**Work to do**
(a) Reproduce the WARN Act article between "Traditionally, bankruptcy has" and "creditors a voice.", inclusive, changing "refuge" to "haven".
(b) Extend the article on WARN Act claims in bankruptcy with the passage that would follow its final sentence.

General Publications March 13, 2019

“With WARN Act and Bankruptcy, Better Think Inside the Box,” Law360, March 13, 2019.

Extracted from 

What do you do when you find yourself in bankruptcy after generating over $20 million from a sale of assets with no secured creditor only to be faced with the Worker Adjustment and Retraining Notification Act litigation where the plaintiffs are seeking administrative priority treatment for 100 percent of the alleged WARN Act claims (exceeding $16 million)? Putative class action counsel insists that (1) “class” claims can only be resolved via Rule 23 of the Federal Rules of Civil Procedure;[1] (2) settlements can only be reached with his/her blessing; and (3) the debtors are faced with maintaining outsized reserves to address the potential of allowance of WARN Act claims on a priority basis (delaying material distributions to unsecured creditors).

Kusnick v. LMCHH PCP

Traditionally, bankruptcy has been a refuge for debtors seeking to efficiently liquidate their assets and provide timely and meaningful distributions to creditors. Notwithstanding this traditional backdrop, in Kusnick v. LMCHH PCP LLC, et al.,[2] the debtors (and the authors as counsel) were faced with the situation noted above and would have to either capitulate into a settlement that preferred former employees over other creditors or litigate until the end of time exclusively in accordance with Federal Rule of Civil Procedure 23. Because neither option would benefit individual stakeholders and both would displace well-accepted bankruptcy tenets, the debtors and the Unsecured Creditors Committee sought to implement a strategy that utilized traditional bankruptcy structures and concepts to give individual creditors a voice.

Claims Estimation

Initially, counsel to the debtors and the committee considered estimating the WARN Act claims under Bankruptcy Rule 3018 and Section 502(c), and confirming a plan based on the estimated liability. While claim estimation provided a traditional path used by debtors to facilitate quicker distributions, because the WARN Act claimants alleged that 100 percent of their claims were entitled to administration priority, estimation did not resolve the potential requirement that the debtors maintain an outsized reserve that would, again, preclude meaningful distributions in the near term.

**Source data**
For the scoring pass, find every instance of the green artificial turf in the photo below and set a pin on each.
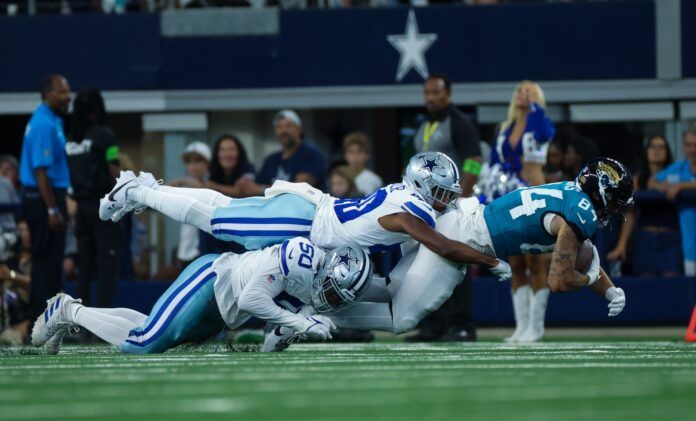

**Results for the exercise**
(a)
Traditionally, bankruptcy has been a haven for debtors seeking to efficiently liquidate their assets and provide timely and meaningful distributions to creditors. Notwithstanding this traditional backdrop, in Kusnick v. LMCHH PCP LLC, et al.,[2] the debtors (and the authors as counsel) were faced with the situation noted above and would have to either capitulate into a settlement that preferred former employees over other creditors or litigate until the end of time exclusively in accordance with Federal Rule of Civil Procedure 23. Because neither option would benefit individual stakeholders and both would displace well-accepted bankruptcy tenets, the debtors and the Unsecured Creditors Committee sought to implement a strategy that utilized traditional bankruptcy structures and concepts to give individual creditors a voice.

(b)
Cram Down

Counsel to the debtors and the committee also explored whether they could cram down the WARN Act claimants through a plan to bind dissenters. Again, the contention that the WARN Act claims were entitled to administrative priority provided a roadblock. Under Section 1129(a)(7) (which applies at an individual level to each WARN Act claimant), any single claimant would have the right to challenge confirmation of a plan seeking to cram down dissenting claimants because, if their claim were allowed as a priority or administrative claim, they would be entitled to 100 percent recoveries, before general unsecured creditors, without regard to treatment of the class under a plan.

Settlement in a Plan

Counsel to the debtors and the committee explored whether they could use a plan to settle the WARN Act claims. While this was appealing, interim class counsel contended that the only way to resolve alleged class claims was by complying with the strict procedural requirements of FRCP 23 (where interim class counsel purported to be the sole gatekeeper). Not willing to cede control to interim class counsel, the debtors and the committee sought to utilize traditional bankruptcy concepts to give individual claimants a choice. Bankruptcy policy favors compromises and settlements, and compromises and settlements can be used in a plan. It is a staple of bankruptcy law that litigation can be compromised in the context of a plan over the objection of interested parties.[3] As the U.S. Court of Appeals for the Fifth Circuit explained in discussing the strong policy favoring compromise and settlement of disputes in bankruptcy:

We will not disturb the bankruptcy court’s approval of the settlement of this lawsuit contained in the plan of reorganization absent an abuse of discretion by the court. Matter of Aweco, Inc., 725 F.2d 293 (5th Cir.), cert. denied, 469 U.S. 880, 105 S. Ct. 244, 83 L. Ed. 2d 182 (1984); Matter of Jackson Brewing Co., 624 F.2d 599 (5th Cir. 1980). We find no such abuse of discretion in this case.[4]

But can you settle purported class action claims through a plan? Does the appointment of interim class counsel (of a purported but uncertified class) under FRCP 23(g) change the analysis? Are debtors required to follow the procedures contemplated by FRCP 23 to the exclusion of bankruptcy jurisprudence? The debtors and the committee successfully argued that bankruptcy law, policy and procedures would carry the day legally and practically.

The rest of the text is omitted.